__Exercise directions__
Copy verbatim the part of the listing below that begins with the line containing "Detect the murky water in the picture above." and ends with the line containing "top-left (408, 284), bottom-right (430, 299)", including both of those lines.

=== Recorded data ===

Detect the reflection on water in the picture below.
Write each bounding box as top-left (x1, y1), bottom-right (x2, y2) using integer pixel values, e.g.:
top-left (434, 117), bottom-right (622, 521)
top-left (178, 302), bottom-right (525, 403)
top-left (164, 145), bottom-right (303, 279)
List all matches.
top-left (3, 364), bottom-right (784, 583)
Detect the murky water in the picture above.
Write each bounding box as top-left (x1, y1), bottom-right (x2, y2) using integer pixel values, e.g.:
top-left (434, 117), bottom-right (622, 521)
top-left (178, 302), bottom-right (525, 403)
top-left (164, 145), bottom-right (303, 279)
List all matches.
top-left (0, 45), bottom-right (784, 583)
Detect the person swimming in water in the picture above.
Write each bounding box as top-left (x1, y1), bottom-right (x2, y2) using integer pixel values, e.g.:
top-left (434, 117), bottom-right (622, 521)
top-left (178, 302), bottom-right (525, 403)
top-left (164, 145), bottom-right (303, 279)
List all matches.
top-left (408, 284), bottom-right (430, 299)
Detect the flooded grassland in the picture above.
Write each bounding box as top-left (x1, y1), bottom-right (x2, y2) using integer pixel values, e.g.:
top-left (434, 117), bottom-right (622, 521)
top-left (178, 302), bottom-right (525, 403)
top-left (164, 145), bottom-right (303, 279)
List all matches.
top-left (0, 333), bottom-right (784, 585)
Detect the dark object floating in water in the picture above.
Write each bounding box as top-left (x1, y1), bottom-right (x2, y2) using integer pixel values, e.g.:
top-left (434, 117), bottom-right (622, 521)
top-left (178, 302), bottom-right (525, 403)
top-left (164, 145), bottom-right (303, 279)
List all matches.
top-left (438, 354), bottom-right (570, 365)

===

__Exercise answer__
Detect the murky water in the picture above.
Write each bounding box as top-left (x1, y1), bottom-right (x2, y2) using integer pixel values, e.g.:
top-left (434, 117), bottom-right (622, 521)
top-left (178, 302), bottom-right (525, 403)
top-left (164, 145), bottom-right (303, 279)
List all matches.
top-left (0, 45), bottom-right (784, 583)
Detect the person swimming in water in the picture above.
Write each bounding box as top-left (x1, y1), bottom-right (x2, y2) using integer pixel values, e.g.:
top-left (434, 117), bottom-right (622, 521)
top-left (178, 302), bottom-right (525, 403)
top-left (164, 145), bottom-right (303, 279)
List all matches.
top-left (408, 284), bottom-right (430, 299)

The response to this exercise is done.